--- Material shown ---
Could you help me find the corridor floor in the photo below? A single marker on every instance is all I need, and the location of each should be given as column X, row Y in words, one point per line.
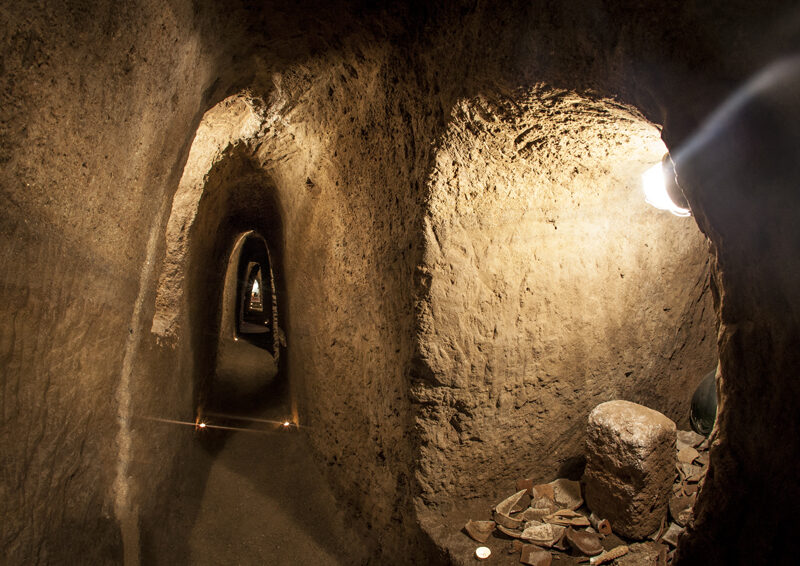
column 266, row 503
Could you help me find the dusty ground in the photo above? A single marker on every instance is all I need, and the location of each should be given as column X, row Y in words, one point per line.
column 266, row 502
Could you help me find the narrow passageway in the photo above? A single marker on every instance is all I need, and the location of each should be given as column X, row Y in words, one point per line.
column 266, row 502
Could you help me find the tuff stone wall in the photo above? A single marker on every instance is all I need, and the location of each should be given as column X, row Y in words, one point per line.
column 100, row 102
column 98, row 105
column 549, row 286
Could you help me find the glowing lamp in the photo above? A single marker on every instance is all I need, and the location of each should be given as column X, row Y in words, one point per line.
column 662, row 191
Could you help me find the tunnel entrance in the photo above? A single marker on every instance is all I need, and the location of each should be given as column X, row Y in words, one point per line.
column 248, row 346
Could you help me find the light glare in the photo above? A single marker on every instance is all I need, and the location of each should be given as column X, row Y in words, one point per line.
column 655, row 191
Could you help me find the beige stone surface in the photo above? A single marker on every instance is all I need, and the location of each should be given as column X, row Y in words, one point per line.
column 549, row 287
column 630, row 466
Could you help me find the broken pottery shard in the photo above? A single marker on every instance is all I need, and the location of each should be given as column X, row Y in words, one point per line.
column 687, row 455
column 480, row 530
column 612, row 554
column 545, row 504
column 602, row 526
column 567, row 518
column 630, row 466
column 542, row 533
column 543, row 491
column 672, row 534
column 567, row 493
column 680, row 509
column 587, row 544
column 502, row 513
column 531, row 514
column 689, row 438
column 691, row 473
column 642, row 553
column 535, row 556
column 514, row 533
column 523, row 503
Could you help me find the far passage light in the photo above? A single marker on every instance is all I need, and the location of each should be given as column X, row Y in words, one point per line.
column 654, row 182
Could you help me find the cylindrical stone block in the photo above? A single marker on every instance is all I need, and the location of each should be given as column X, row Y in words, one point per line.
column 630, row 466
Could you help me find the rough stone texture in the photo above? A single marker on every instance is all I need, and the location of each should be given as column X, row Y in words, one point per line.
column 740, row 174
column 630, row 466
column 361, row 107
column 539, row 302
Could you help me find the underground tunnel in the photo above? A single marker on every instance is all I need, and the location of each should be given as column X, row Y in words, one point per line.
column 330, row 282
---
# [About this exercise]
Write out every record above exactly as it stands, but leave out the pictures.

# [Exercise response]
Could you help me find the corridor floor in the photo below? A single marker on every instance is all I need, and the location of each should be given as column X, row Y in words, one point per line.
column 266, row 503
Could you help me find the dusty ground in the photo above? A single marker on every instance is all I need, and the location of each should be given as column X, row Y in words, one point per line.
column 266, row 502
Could you help me find the narrow passageway in the photo above? A single marker on every instance is all I need, and the location of each should be given as column X, row Y in words, one point per line.
column 266, row 502
Could you help me find the tuff stone wall in the photo above? A single marker on every instance is all I need, and the location of each should be given as column X, row Y in words, one point per line.
column 100, row 102
column 98, row 105
column 549, row 286
Could you help me find the glowing lamp in the photo above? A single marker on every instance is all I need, and the location of each should be given as column X, row Y in words, one point per line.
column 662, row 191
Could you help me find the tunnel entrance in the photo above? A single marker on every instance is all I need, and the location of each should be given as column X, row Y in words, one point per line.
column 248, row 346
Could you help me find the light glare in the photo above? A single marker on every instance is all I need, and the location of each should be given as column X, row Y in words, one point per line.
column 655, row 191
Could you help me find the beige stone surface in the photo above? A single marker on every instance is all I need, and the location of each should be given as column X, row Y in words, one point per line.
column 549, row 287
column 630, row 466
Could you help me find the broken pottery shard in the photo above? A single marker on every instance is all I need, and the location of each should be given as column X, row Y in words, one point per line.
column 687, row 455
column 480, row 530
column 612, row 554
column 545, row 504
column 602, row 526
column 567, row 518
column 630, row 466
column 542, row 533
column 543, row 491
column 672, row 534
column 567, row 493
column 680, row 509
column 587, row 544
column 502, row 513
column 531, row 514
column 689, row 438
column 691, row 473
column 642, row 553
column 535, row 556
column 514, row 533
column 523, row 503
Could you help me find the far passage light in the photo above? A single marker on every instance is all I need, and the location of each should be given as column X, row Y in words, one point per line.
column 654, row 182
Could you help me find the cylindrical stone block in the photo above? A single marker on every instance is all I need, and the location of each should be given as column X, row Y in words, one point per line.
column 630, row 466
Could you help me find the rough stone texture in the photo above? A single marker on every instance is all I need, and the location of each should be given as column X, row Y in words, one point per line.
column 740, row 174
column 630, row 466
column 361, row 107
column 539, row 302
Could you help me find the underground tunnel in the photo above? A single marker on every instance is all I need, and the location of each should be given as column X, row Y in words, one point per line.
column 330, row 282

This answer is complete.